=== Written task 1 ===
In the piece on Christmas decorations, rewrite everything from "Can you guess" down to "Oh yes it is!", changing "trolley" to "cart".
=== Written task 2 ===
Sum up the piece on Christmas decorations in two sentences.

=== Text shown ===
================

Few events in life are good in both directions.  Researching Marie Antionette again, trips in a tumbril, really bad both ways.  Political elections bad for most, good for a few for a limited time (a week, tops.)  Flooded towns – awful building up to the bit where the water comes under the door, terrible while it’s doing it and, although few things in life are perfect, perfectly awful in the aftermath.

However, I have just discovered a wonderful win, win situation, which makes you feel really good in both directions, is a level playing field for rich and skint, is anticipated with joy, can be improved with ease, increased at a lower cost and, upon cessation, makes you feel even better.

Can you guess what it is?  Can you see it on the trolley of life?  Can you point to it?  Give up?

I’m not going to tell you!

(Actually, yes, I am, or the next three column inches are going to look a bit sparse.)

Christmas decorations!

Oh yes it is!

They can be totally idiocentric and still be right.  You can make them out of gingerbread, toilet roll middles and sparkly paper, or get children to make them, or buy them in the kind of department store where a bloke in a uniform opens the door for you and however they look, they’re good.  You can go for cut-price in the supermarket and congratulate yourself on your thrift, or you can use the ones you’ve had since you bought your first house, or, even, inherited ones and they’d be OK.  I bought dies to make huge hinged baubles for the grandchildren to decorate that were well received, and they were just white cardboard.

================

[Data listing]

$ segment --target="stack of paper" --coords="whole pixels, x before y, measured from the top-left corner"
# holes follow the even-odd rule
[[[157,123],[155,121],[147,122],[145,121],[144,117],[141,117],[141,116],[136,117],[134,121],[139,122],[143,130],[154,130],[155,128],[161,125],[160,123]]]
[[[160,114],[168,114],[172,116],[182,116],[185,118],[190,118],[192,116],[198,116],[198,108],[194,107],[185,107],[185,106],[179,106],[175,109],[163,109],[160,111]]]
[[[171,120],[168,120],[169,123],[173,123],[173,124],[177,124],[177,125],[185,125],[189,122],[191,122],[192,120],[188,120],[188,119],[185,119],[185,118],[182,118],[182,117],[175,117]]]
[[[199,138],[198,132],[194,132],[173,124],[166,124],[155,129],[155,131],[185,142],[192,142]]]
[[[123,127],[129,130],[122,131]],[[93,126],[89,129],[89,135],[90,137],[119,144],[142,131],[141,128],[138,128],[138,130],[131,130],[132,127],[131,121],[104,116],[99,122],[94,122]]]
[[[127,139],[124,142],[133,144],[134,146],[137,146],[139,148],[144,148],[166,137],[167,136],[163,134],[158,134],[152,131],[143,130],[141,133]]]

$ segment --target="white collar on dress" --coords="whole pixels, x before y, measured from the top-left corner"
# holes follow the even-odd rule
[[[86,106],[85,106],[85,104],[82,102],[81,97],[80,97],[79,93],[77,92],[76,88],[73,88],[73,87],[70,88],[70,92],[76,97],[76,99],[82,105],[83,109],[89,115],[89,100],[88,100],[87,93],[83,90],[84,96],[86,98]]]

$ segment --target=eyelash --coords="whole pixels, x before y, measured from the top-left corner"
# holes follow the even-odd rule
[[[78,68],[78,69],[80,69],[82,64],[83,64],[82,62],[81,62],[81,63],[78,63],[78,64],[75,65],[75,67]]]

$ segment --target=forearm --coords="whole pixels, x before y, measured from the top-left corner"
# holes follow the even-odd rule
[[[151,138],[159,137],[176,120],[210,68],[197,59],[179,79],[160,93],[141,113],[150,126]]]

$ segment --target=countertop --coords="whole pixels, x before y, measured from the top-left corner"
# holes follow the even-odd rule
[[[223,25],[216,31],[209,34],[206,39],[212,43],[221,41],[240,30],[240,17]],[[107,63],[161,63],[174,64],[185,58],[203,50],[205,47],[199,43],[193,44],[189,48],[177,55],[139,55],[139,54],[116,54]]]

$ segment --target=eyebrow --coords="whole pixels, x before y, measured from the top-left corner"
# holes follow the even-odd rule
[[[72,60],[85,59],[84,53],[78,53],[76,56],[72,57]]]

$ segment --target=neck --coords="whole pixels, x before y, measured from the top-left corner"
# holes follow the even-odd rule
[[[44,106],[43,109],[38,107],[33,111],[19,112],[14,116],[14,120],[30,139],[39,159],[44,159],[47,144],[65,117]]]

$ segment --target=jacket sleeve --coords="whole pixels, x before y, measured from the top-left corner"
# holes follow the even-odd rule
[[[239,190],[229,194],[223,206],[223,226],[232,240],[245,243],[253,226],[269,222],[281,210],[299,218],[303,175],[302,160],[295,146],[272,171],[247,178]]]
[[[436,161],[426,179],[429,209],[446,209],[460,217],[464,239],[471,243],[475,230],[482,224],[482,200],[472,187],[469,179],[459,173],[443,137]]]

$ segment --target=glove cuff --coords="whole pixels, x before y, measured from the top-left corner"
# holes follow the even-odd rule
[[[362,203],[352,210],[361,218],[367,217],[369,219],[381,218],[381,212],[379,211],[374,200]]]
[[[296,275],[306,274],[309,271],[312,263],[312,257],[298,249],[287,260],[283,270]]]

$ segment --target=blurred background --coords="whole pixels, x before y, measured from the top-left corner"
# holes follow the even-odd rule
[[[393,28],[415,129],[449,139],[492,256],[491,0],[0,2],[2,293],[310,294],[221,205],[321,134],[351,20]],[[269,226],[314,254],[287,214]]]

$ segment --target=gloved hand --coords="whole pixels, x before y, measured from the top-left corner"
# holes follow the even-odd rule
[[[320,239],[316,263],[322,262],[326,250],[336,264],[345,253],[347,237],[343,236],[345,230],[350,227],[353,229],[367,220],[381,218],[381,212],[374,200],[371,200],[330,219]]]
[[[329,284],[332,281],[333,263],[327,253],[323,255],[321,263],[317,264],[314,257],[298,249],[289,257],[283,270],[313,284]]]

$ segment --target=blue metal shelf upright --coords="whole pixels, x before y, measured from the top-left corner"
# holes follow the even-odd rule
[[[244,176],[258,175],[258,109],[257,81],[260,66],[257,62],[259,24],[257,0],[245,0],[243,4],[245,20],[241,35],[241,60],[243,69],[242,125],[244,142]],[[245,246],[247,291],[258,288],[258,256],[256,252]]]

================

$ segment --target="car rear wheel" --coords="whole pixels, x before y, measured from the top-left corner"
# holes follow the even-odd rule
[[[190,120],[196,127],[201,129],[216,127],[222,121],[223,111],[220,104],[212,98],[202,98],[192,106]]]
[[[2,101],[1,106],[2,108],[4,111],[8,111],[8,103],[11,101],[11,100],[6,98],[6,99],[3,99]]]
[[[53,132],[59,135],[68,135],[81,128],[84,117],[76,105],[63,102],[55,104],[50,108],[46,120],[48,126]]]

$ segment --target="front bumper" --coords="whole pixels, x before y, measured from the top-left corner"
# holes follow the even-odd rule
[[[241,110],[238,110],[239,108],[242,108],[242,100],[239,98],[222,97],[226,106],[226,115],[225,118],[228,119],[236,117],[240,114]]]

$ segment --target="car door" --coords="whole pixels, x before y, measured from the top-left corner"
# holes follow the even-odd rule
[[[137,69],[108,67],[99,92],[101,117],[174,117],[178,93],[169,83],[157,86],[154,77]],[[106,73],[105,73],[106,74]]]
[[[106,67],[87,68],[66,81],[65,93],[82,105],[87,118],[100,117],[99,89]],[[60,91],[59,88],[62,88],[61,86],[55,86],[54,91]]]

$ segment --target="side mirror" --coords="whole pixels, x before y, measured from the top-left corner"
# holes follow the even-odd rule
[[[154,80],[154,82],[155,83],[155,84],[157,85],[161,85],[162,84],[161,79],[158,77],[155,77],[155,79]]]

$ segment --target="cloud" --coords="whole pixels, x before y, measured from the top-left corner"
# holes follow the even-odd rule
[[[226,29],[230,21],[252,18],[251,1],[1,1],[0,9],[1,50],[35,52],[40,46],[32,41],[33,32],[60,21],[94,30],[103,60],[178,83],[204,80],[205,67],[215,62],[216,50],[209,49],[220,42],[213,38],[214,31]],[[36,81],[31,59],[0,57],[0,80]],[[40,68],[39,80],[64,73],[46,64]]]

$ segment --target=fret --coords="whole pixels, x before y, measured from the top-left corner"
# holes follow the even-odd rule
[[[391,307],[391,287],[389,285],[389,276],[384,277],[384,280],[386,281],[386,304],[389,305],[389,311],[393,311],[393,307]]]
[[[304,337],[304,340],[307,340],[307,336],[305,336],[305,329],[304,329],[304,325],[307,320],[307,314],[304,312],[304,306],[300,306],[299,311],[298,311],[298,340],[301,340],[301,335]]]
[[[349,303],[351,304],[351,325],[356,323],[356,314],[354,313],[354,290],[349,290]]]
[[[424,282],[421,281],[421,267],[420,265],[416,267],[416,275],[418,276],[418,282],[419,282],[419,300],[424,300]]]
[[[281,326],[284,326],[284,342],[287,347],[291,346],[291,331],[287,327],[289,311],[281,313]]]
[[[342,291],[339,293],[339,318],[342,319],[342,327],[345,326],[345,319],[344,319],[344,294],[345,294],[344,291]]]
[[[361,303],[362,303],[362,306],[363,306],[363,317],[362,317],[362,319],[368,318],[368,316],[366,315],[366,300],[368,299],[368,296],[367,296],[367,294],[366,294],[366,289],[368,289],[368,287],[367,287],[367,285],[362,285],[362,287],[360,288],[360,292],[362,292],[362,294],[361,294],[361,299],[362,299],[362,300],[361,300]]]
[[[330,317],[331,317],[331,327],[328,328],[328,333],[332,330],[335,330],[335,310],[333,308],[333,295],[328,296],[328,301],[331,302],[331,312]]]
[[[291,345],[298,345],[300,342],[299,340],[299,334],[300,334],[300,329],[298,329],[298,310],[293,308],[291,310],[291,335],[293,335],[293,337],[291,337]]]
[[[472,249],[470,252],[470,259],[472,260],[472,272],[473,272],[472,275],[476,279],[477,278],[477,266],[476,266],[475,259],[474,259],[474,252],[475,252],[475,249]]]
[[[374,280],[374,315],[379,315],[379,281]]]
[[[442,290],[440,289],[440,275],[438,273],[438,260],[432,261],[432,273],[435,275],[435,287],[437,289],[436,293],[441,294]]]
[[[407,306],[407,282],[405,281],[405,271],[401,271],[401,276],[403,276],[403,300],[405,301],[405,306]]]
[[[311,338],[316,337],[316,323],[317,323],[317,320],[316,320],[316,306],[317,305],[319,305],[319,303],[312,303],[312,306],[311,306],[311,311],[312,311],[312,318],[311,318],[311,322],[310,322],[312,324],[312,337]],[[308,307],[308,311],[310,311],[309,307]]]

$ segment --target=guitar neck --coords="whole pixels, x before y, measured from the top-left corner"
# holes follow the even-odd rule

================

=== Full answer 1 ===
Can you guess what it is?  Can you see it on the cart of life?  Can you point to it?  Give up?

I’m not going to tell you!

(Actually, yes, I am, or the next three column inches are going to look a bit sparse.)

Christmas decorations!

Oh yes it is!

=== Full answer 2 ===
Few events in life are good in both directions, as tumbril trips, political elections and flooded towns show. Christmas decorations are a rare win-win: they can be homemade, bought cheaply or in an upscale department store, or inherited, and however they look, they're good.